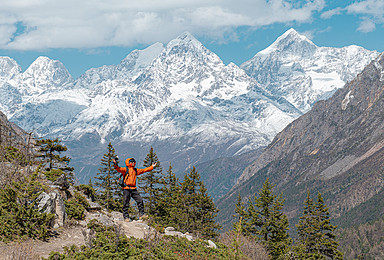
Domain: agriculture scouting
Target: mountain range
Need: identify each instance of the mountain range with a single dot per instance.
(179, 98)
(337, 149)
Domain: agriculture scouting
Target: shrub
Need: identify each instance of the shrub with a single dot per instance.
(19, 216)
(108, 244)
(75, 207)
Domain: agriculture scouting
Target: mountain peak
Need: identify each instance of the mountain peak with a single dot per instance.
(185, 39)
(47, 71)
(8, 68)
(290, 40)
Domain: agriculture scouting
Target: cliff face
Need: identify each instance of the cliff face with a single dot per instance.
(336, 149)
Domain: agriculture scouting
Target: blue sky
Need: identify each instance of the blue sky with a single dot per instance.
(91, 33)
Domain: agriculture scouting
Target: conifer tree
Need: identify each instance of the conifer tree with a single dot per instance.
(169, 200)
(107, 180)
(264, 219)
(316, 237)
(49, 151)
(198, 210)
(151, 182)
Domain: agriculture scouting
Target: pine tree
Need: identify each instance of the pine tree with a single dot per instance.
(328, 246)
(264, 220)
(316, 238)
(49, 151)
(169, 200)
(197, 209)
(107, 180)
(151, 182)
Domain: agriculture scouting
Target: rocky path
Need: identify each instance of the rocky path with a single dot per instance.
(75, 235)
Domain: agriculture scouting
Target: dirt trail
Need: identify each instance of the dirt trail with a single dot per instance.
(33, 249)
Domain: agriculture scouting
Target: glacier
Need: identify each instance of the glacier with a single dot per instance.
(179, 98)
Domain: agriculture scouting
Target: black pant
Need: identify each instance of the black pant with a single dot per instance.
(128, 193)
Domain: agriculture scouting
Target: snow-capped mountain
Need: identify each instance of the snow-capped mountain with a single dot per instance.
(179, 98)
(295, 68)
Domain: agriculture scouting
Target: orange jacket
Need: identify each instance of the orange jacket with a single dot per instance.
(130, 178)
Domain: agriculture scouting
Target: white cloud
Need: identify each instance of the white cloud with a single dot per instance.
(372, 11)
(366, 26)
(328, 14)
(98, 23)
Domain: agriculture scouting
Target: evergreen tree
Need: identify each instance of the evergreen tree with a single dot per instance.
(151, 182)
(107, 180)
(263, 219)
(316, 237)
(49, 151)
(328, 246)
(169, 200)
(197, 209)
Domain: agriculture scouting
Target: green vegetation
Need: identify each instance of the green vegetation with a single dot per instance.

□ □ □

Copy every line of the data exactly as written, excluding the pictures.

ANSWER
Domain: agriculture scouting
Target: mountain range
Need: identify each instance of the mountain range with a single dot per instance.
(179, 98)
(337, 149)
Domain: agriculture scouting
Target: shrub
Need: identify each instance of the shrub with a single dot per instance.
(19, 216)
(108, 244)
(75, 207)
Domain: agriculture scouting
Target: mountain peak
Need: identify each instance of the mountain peak with a single dot per instance.
(185, 39)
(47, 71)
(8, 68)
(290, 40)
Domain: agriculture scouting
Target: cliff face
Need: identify each instance of the cliff face with a single dot per instance.
(336, 149)
Domain: agriculture scouting
Target: blue sky
Need: identify each instance of the blue sky with a single dot per instance.
(91, 33)
Domain: agriculture scouting
Target: conifer tree
Need: identify each instance of the conifer tree with a single dot per instance.
(169, 200)
(107, 180)
(264, 219)
(316, 237)
(49, 151)
(198, 210)
(151, 182)
Domain: agriculture scouting
Target: pine tree
Need: identify each instance of the pine tree with a single dot per instance.
(328, 246)
(264, 220)
(316, 238)
(49, 151)
(169, 200)
(197, 209)
(107, 180)
(151, 182)
Domain: agriculture scouting
Target: rocky path
Need: identify each instance of the rocky path with a single dot per instance.
(75, 235)
Domain: agriculture scouting
Target: dirt trail
Need: identify each instance of the dirt trail with a single dot per instance.
(33, 249)
Domain: agriculture scouting
Target: glacier
Need: identify each instance of the glacier with a single dot per instance.
(179, 98)
Domain: agriculture scouting
Target: black pant
Need: identify each instance of the black pant with a single dot per instance.
(128, 193)
Domain: agriculture scouting
Target: snow-capped mountain
Need: identify each instance of the snow-capped mountain with a single dot per instance.
(179, 98)
(295, 68)
Domain: agriculture scouting
Target: orange jacket
Need: identify each instance of the orange jacket with a single dot per instance.
(130, 178)
Domain: agriculture scouting
Target: white cloud
Need: identify each instance of the white cloud with a single dot per instance.
(372, 11)
(366, 26)
(328, 14)
(98, 23)
Domain: agriculture scouting
Target: evergreen tree
Need: identify each instance of the evergreen tree with a single dot per instance.
(151, 182)
(107, 180)
(263, 219)
(316, 237)
(49, 151)
(328, 246)
(169, 200)
(197, 209)
Domain: agriculture scouting
Target: green vegetation
Need: identify each instance of the green vegetation with a single dot per instance.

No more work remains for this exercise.